→ WHAT TO WORK ON:
Return only the stretch of the material below that begins with the line containing "Target: rock" and ends with the line containing "the wet stone", exactly; both of those lines belong to it.

→ ENTRIES PROVIDED:
_ _ _ _
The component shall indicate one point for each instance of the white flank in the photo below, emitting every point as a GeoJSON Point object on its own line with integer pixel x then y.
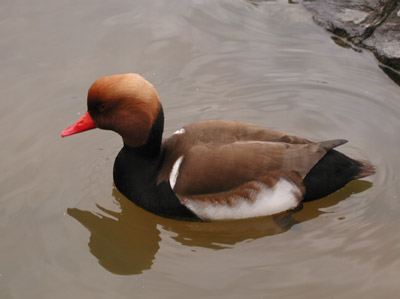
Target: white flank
{"type": "Point", "coordinates": [268, 201]}
{"type": "Point", "coordinates": [180, 131]}
{"type": "Point", "coordinates": [174, 172]}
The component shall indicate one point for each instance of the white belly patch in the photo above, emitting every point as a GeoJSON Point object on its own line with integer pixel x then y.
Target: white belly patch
{"type": "Point", "coordinates": [265, 201]}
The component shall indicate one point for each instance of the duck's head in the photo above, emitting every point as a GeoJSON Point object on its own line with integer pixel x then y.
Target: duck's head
{"type": "Point", "coordinates": [127, 104]}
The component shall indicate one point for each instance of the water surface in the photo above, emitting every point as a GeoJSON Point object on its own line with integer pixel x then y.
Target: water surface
{"type": "Point", "coordinates": [67, 233]}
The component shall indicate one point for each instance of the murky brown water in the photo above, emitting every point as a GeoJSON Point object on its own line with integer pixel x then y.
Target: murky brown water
{"type": "Point", "coordinates": [67, 233]}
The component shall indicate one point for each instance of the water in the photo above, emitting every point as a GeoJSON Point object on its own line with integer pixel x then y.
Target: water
{"type": "Point", "coordinates": [67, 233]}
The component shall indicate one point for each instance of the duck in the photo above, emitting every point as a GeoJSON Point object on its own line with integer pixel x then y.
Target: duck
{"type": "Point", "coordinates": [209, 170]}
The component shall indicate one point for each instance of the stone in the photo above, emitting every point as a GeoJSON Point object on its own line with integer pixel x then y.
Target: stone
{"type": "Point", "coordinates": [370, 24]}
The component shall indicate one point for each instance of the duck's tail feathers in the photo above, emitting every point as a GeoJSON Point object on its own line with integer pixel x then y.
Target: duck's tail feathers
{"type": "Point", "coordinates": [365, 169]}
{"type": "Point", "coordinates": [330, 144]}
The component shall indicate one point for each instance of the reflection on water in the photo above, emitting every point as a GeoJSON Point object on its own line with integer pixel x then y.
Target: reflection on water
{"type": "Point", "coordinates": [126, 242]}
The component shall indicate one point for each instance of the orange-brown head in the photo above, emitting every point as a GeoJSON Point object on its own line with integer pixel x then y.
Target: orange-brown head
{"type": "Point", "coordinates": [127, 104]}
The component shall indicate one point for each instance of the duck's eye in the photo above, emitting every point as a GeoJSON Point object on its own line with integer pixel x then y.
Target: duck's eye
{"type": "Point", "coordinates": [101, 107]}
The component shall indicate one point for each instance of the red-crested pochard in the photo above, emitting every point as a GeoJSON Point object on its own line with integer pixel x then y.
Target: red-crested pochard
{"type": "Point", "coordinates": [209, 170]}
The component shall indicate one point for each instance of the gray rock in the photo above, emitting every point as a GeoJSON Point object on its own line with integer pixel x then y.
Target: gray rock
{"type": "Point", "coordinates": [371, 24]}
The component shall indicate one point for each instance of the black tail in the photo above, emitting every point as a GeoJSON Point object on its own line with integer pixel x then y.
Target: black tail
{"type": "Point", "coordinates": [332, 172]}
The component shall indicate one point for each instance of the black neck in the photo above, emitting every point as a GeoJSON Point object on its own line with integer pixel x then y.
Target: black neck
{"type": "Point", "coordinates": [152, 148]}
{"type": "Point", "coordinates": [136, 172]}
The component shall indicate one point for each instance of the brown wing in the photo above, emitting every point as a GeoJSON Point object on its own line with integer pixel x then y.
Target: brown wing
{"type": "Point", "coordinates": [217, 132]}
{"type": "Point", "coordinates": [212, 168]}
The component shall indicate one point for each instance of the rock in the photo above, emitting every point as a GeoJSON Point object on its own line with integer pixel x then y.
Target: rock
{"type": "Point", "coordinates": [371, 24]}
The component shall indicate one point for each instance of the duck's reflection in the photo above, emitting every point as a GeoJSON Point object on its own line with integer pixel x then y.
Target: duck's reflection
{"type": "Point", "coordinates": [126, 242]}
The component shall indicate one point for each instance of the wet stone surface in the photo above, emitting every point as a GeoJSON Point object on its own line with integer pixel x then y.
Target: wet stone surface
{"type": "Point", "coordinates": [371, 24]}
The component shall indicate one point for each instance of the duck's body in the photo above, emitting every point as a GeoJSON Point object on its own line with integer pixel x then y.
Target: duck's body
{"type": "Point", "coordinates": [211, 170]}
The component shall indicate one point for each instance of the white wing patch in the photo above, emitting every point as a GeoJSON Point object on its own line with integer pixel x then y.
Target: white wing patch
{"type": "Point", "coordinates": [174, 172]}
{"type": "Point", "coordinates": [266, 201]}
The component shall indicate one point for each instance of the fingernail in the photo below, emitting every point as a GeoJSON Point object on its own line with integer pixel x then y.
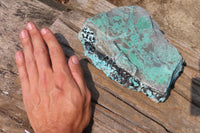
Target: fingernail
{"type": "Point", "coordinates": [75, 59]}
{"type": "Point", "coordinates": [23, 34]}
{"type": "Point", "coordinates": [29, 26]}
{"type": "Point", "coordinates": [44, 31]}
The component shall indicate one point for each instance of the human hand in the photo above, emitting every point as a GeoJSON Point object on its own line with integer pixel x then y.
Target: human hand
{"type": "Point", "coordinates": [55, 96]}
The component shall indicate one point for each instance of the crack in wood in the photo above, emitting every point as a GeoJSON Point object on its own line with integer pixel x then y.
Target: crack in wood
{"type": "Point", "coordinates": [167, 130]}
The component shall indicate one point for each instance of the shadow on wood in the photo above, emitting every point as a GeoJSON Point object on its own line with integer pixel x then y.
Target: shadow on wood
{"type": "Point", "coordinates": [195, 92]}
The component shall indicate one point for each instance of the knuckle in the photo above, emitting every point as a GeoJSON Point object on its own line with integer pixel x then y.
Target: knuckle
{"type": "Point", "coordinates": [55, 51]}
{"type": "Point", "coordinates": [89, 96]}
{"type": "Point", "coordinates": [26, 42]}
{"type": "Point", "coordinates": [23, 76]}
{"type": "Point", "coordinates": [39, 51]}
{"type": "Point", "coordinates": [29, 61]}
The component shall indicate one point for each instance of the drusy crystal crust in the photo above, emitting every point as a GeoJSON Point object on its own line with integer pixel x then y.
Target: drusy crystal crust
{"type": "Point", "coordinates": [128, 46]}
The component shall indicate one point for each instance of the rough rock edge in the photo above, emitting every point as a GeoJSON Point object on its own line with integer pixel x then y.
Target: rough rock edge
{"type": "Point", "coordinates": [109, 67]}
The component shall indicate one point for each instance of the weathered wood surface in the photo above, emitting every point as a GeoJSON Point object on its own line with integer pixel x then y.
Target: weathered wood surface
{"type": "Point", "coordinates": [118, 109]}
{"type": "Point", "coordinates": [14, 14]}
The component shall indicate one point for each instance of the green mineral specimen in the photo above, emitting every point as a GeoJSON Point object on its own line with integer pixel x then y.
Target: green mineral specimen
{"type": "Point", "coordinates": [127, 44]}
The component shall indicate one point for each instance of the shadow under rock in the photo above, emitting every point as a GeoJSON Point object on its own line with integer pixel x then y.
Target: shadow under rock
{"type": "Point", "coordinates": [195, 95]}
{"type": "Point", "coordinates": [68, 51]}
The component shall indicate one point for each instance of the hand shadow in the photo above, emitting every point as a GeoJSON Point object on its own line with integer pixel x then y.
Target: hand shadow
{"type": "Point", "coordinates": [87, 76]}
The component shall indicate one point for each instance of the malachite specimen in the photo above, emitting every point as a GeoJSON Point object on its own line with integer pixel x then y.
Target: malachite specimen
{"type": "Point", "coordinates": [128, 46]}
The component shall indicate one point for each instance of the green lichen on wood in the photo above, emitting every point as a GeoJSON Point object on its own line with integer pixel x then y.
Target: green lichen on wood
{"type": "Point", "coordinates": [127, 44]}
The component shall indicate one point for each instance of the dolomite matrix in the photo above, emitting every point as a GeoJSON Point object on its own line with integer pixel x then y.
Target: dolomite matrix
{"type": "Point", "coordinates": [128, 46]}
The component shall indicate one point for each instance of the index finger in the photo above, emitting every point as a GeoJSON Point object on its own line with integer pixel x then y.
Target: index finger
{"type": "Point", "coordinates": [57, 55]}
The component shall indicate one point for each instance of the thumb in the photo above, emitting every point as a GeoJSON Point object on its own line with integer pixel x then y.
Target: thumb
{"type": "Point", "coordinates": [77, 73]}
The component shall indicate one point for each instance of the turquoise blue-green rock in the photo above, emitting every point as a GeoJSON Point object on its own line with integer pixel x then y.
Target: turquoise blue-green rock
{"type": "Point", "coordinates": [128, 46]}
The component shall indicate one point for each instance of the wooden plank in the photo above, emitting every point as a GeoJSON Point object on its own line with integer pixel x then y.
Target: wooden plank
{"type": "Point", "coordinates": [174, 115]}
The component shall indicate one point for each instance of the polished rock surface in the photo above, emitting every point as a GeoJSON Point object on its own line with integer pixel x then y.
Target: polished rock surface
{"type": "Point", "coordinates": [127, 44]}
_ _ _ _
→ RESULT FOR THIS EXERCISE:
Target: rock
{"type": "Point", "coordinates": [371, 24]}
The component shall indicate one point for each instance of the duck's reflection in the photo above, emitting every point as a GeoJSON Point object on its own line with integer pixel x then y.
Target: duck's reflection
{"type": "Point", "coordinates": [126, 242]}
The component shall indicate one point for each instance of the wet stone surface in the photo above, emitting every point as a GeoJSON Point object on its own line with integer pixel x then y.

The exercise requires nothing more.